:: Reading text ::

A command transform is fed data in XML format. This is a representation of all the data that passes through HVR pipeline. A definition is in HVR_HOME/etc/xml/hvr_private.dtd.
Parameters
This section describes the parameters available for action Transform.
Following are the two tabs/ways, which you can use for defining action parameters in this dialog:
- Regular: Allows you to define the required parameters by using the UI elements like checkbox and text field.
- Text: Allows you to define the required parameters by specifying them in the text field. You can also copy-paste the action definitions from HVR documentation, emails, or demo notes.
Command
Argument: path
Description: Name of the transform command.
This can be a script or an executable. Scripts can be shell scripts on Unix and batch scripts on Windows or can be files beginning with a 'magic line' containing the interpreter for the script e.g. #!perl.
Argument path can be an absolute or a relative pathname. If a relative pathname is supplied, the agents should be located in HVR_CONFIG/plugin/transform.
Expand for more information
A transform command should read from its stdin and write the transformed bytes to stdout. If a transform command encounters a problem, it should write an error to stderr and return with exit code 1, which will cause the replication jobs to fail. The transform command is called with multiple arguments, which should be defined using parameter CommandArguments.

:::
:: Dataset extract ::

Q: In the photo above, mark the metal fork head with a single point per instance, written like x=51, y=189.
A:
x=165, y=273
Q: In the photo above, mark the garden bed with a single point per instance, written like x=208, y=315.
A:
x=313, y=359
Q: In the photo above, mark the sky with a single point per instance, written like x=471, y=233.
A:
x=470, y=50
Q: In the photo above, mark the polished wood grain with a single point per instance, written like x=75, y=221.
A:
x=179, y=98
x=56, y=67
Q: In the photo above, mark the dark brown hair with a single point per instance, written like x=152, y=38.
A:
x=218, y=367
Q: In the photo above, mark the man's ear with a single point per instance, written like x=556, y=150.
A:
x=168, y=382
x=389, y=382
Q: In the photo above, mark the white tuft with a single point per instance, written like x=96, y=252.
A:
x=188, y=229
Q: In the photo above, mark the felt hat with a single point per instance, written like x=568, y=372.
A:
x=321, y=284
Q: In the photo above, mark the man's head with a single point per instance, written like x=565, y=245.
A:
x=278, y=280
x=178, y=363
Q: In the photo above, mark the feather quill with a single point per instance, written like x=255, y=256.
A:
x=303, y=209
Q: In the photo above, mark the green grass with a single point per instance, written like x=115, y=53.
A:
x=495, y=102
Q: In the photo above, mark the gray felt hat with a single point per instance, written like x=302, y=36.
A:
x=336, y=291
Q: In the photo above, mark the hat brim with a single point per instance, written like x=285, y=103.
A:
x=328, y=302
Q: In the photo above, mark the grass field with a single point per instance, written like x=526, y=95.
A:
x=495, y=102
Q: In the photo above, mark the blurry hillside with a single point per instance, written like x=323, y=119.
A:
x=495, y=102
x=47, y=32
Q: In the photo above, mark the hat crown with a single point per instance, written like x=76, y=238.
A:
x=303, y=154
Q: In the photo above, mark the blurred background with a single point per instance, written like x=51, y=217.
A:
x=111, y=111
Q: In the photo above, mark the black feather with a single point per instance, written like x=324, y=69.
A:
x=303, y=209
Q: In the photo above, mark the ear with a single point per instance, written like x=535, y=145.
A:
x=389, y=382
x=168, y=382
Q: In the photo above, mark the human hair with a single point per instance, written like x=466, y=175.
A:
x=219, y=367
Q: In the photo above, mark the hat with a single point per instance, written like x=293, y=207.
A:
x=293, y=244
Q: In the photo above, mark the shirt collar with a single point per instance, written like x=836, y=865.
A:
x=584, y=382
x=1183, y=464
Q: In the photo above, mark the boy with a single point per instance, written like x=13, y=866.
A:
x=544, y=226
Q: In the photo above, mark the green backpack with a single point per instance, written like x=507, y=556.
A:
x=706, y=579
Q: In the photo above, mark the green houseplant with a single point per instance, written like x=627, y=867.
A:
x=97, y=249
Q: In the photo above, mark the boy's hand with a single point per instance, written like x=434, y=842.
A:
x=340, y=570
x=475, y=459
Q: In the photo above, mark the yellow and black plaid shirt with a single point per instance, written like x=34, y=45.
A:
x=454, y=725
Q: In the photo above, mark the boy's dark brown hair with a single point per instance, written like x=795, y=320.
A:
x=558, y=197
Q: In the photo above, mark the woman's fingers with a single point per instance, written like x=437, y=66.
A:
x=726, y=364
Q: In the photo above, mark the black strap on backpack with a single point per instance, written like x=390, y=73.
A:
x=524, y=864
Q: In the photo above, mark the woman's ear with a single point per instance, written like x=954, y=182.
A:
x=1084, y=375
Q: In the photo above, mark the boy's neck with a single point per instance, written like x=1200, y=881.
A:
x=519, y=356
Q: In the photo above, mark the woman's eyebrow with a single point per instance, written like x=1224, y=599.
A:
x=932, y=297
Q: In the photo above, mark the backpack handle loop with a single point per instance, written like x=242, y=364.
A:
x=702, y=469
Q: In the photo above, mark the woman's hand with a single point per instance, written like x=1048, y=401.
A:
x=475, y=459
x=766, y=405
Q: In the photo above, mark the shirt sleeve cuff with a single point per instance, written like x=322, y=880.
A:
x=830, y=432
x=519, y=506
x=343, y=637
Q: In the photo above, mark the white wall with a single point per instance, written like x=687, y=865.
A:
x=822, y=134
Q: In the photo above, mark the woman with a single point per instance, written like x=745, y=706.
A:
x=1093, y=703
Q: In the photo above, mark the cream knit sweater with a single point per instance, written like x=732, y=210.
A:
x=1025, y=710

:::

* **Problems to solve**
[1] Answer these questions using the text on the HVR Transform action:
(a) Which file holds the definition of the XML data a command transform is fed?
(b) Where should the agents be located if a relative pathname is supplied?
(c) What exit code should a transform command return when it encounters a problem?
[2] Reproduce word for word a part of the text on the HVR Transform action. Begin at the words "A command transform" and stop after "for action Transform.".

* **Exercise responses**
[1]
(a) HVR_HOME/etc/xml/hvr_private.dtd
(b) HVR_CONFIG/plugin/transform
(c) 1

[2]
A command transform is fed data in XML format. This is a representation of all the data that passes through HVR pipeline. A definition is in HVR_HOME/etc/xml/hvr_private.dtd.
Parameters
This section describes the parameters available for action Transform.